▶ _REQUIREMENTS_: Set down, word for word, the part of the rhinestone and rhinestud thread below starting at "There are the" and ending at "made of metal.".

▶ _GIVEN PASSAGE_:
================================

# What is the difference Between Rhinestone/Rhinestuds?



## sulaimanhakh

Ive been looking around for an answer but could not find any.

Also, I will be applying them using an Iron, which would be easier to apply?


----------



## Girlzndollz

Rhinestone - looks like a gemstone, with facets.

Rhinestud, is metal, with facets.

There are the stones I have ordered and have in stock. If you look online at other sites, realize when you look at the rhinestud, though it looks really similar to a rhinestone, it really is made of metal.  

I understand an iron is not the best method of applying rhinestones/rhinestuds. A heat press seems to be the first choice, with a wand coming in second. For hard to reach areas, or delicate heat sensitive materials, a wand seems to be preferred again. Good luck to you... Kelly


----------



## Freakazeenie

I just recieved my Kandi Rhinestone wand .. and I LOVE IT ! its easy an the stones stay on through several washes so far .. and kids pulling at the item


----------



## Girlzndollz

Awesome, Jodi!!! Glad to hear it! Care to post a link to where you got it? Thanks a ton!  Best of luck with the wand, sounds great so far.

================================

▶ _RECORDS SHOWN_:
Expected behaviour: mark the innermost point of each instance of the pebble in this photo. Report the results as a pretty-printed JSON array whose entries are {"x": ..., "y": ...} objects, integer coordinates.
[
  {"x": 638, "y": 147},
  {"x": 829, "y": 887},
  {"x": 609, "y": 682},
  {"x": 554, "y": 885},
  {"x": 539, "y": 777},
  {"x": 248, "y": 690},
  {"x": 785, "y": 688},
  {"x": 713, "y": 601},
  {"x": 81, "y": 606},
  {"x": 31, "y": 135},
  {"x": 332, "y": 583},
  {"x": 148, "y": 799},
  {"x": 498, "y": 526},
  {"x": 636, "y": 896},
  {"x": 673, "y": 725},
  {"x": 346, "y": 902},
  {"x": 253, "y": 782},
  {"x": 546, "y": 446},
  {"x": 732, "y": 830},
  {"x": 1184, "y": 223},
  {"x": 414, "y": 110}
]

================================

▶ _OUTPUT FOR THIS TASK_:
There are the stones I have ordered and have in stock. If you look online at other sites, realize when you look at the rhinestud, though it looks really similar to a rhinestone, it really is made of metal.